Instructions for the task ::
Images should be left out, and everything else in the listing reproduced exactly.

Data listing
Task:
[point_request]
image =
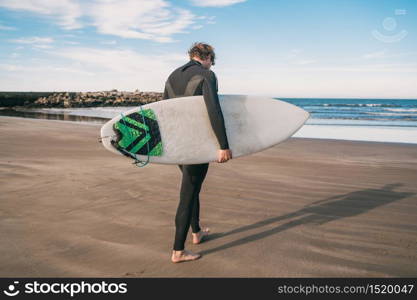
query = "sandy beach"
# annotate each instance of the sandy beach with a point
(304, 208)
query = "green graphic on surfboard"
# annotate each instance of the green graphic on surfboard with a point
(137, 133)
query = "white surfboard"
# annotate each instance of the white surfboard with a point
(178, 131)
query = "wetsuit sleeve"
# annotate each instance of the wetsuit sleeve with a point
(214, 110)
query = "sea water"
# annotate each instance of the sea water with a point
(378, 120)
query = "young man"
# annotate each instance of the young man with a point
(195, 78)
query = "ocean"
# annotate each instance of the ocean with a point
(377, 120)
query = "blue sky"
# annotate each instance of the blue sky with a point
(287, 48)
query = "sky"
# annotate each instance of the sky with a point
(280, 48)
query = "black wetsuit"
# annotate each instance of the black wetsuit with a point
(189, 80)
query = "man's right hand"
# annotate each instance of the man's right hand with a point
(224, 155)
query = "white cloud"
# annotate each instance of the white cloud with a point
(33, 40)
(215, 3)
(137, 19)
(71, 43)
(109, 42)
(64, 12)
(152, 20)
(384, 54)
(3, 27)
(378, 54)
(91, 69)
(36, 42)
(304, 62)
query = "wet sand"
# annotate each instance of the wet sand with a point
(304, 208)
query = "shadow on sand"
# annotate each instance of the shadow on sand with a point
(317, 213)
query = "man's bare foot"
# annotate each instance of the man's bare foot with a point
(184, 255)
(200, 236)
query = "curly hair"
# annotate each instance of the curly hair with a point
(202, 51)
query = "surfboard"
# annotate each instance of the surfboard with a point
(178, 130)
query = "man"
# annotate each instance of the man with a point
(195, 78)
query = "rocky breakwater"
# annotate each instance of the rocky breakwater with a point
(104, 98)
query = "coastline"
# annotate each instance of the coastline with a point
(306, 207)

Answer to this problem ::
Task:
[point_request]
image =
query = "sandy beach"
# annotate each instance of the sandy beach with a point
(304, 208)
query = "green graphic on surfboard"
# annotate each instance of the green graphic on surfboard with a point
(137, 133)
query = "white surfboard"
# annotate each instance of the white surfboard with a point
(178, 131)
query = "wetsuit sleeve"
# annotate each instance of the wetsuit sleeve with a point
(214, 110)
query = "sea water"
# annotate each instance of the sea water with a point
(378, 120)
query = "young man"
# annotate each instance of the young man with a point
(195, 78)
query = "ocean"
# annotate each instance of the ocean with a point
(377, 120)
query = "blue sky"
# annotate each instance of the blue sky with a point
(287, 48)
query = "sky"
# annotate each instance of the sky with a point
(280, 48)
query = "black wetsuit"
# annotate each instance of the black wetsuit with a point
(189, 80)
query = "man's right hand"
# annotate each instance of the man's right hand with a point
(224, 155)
query = "white cloud"
# annotate each instance of the white cloud with a point
(33, 40)
(215, 3)
(137, 19)
(71, 43)
(109, 42)
(64, 12)
(152, 20)
(384, 54)
(3, 27)
(378, 54)
(91, 69)
(36, 42)
(304, 62)
query = "wet sand"
# annotate each instance of the wet sand with a point
(304, 208)
query = "shadow on sand"
# annotate each instance of the shadow on sand with a point
(317, 213)
query = "man's bare foot"
# annotate each instance of the man's bare foot with a point
(184, 255)
(200, 236)
query = "curly hair"
# annotate each instance of the curly hair with a point
(202, 51)
query = "surfboard"
# annotate each instance of the surfboard with a point
(178, 130)
query = "man"
# annotate each instance of the man with a point
(195, 78)
query = "rocky breakwater"
# annotate each instance of the rocky breakwater with a point
(104, 98)
query = "coastline"
# annotate each instance of the coastline with a point
(306, 207)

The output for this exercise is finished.